▶ **DIRECTIONS**
**A)** Retype the passage about flow from "I’ve read lots" up to and including "of seeing it.".
**B)** In the passage about flow, which two activities does the writer name as ones where they find flow?
**C)** Translate this sentence from the passage about flow into Spanish: "Flow is a state which happens to us when we are dealing with a situation which is highly challenging and requires high skill from us."

▶ **SUPPLIED PASSAGE**
───
Finding flow – by Mihaly Csikszentmihalyi

Everyone finds flow in something else, skiing is only one example.

Everyone finds flow in something else, skiing is only one example.

I’ve read lots about the concept of flow before I even read this book by Csikszentmihalyi (pronounced ‘chick-sent-me-high’), who first coined the term ‘flow’. I thought why ready this book, when I’ve already read about this idea in other books, but as is often the case, even though lots of people can talk about the same thing you can learn something new from all of them because they all present a different way of seeing it.

Flow

Obviously flow is a state of being known to mankind since the dawn of time, but Csikszentmihalyi measured it and named it and the term is now used in modern psychology books. Flow is a state which happens to us when we are dealing with a situation which is highly challenging and requires high skill from us.  This makes us focus all our energy on the task at hand and time flies by, hours feel like minutes, we become completely engrossed in the activity. Everyone finds flow in something else. As I have written before I find my flow in writing or in rowing for example, where my focus is 100% –  these are challenging activities and they require my highest skills. If the activity is too challenging and we don’t have the skills this is not flow, because instead of motivating us it causes anxiety as we feel unable to cope with the challenge at hand due to lack of skills and vice versa if it’s not challenging enough and does not require our highest skills it becomes boring, so we need to keep adapting our challenges to meet the new levels of our developing abilities.
───
▶ **GIVEN DATA**
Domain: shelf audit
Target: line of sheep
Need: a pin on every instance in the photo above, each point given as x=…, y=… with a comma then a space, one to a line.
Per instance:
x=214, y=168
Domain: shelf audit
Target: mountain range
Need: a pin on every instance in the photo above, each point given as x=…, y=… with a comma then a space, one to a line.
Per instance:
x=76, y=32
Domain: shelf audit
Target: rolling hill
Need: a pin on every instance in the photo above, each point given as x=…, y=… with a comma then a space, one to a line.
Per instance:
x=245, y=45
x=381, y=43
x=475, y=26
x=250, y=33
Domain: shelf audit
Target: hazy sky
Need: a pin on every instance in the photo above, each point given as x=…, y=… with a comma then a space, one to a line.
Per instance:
───
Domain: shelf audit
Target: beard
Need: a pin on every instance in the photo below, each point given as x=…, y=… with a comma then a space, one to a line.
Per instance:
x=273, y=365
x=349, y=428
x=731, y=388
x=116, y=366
───
▶ **ANSWERS TO EACH TASK**
**A)**
I’ve read lots about the concept of flow before I even read this book by Csikszentmihalyi (pronounced ‘chick-sent-me-high’), who first coined the term ‘flow’. I thought why ready this book, when I’ve already read about this idea in other books, but as is often the case, even though lots of people can talk about the same thing you can learn something new from all of them because they all present a different way of seeing it.

**B)** Writing and rowing.

**C)** El flujo es un estado que nos ocurre cuando nos enfrentamos a una situación que es muy desafiante y que nos exige una gran habilidad.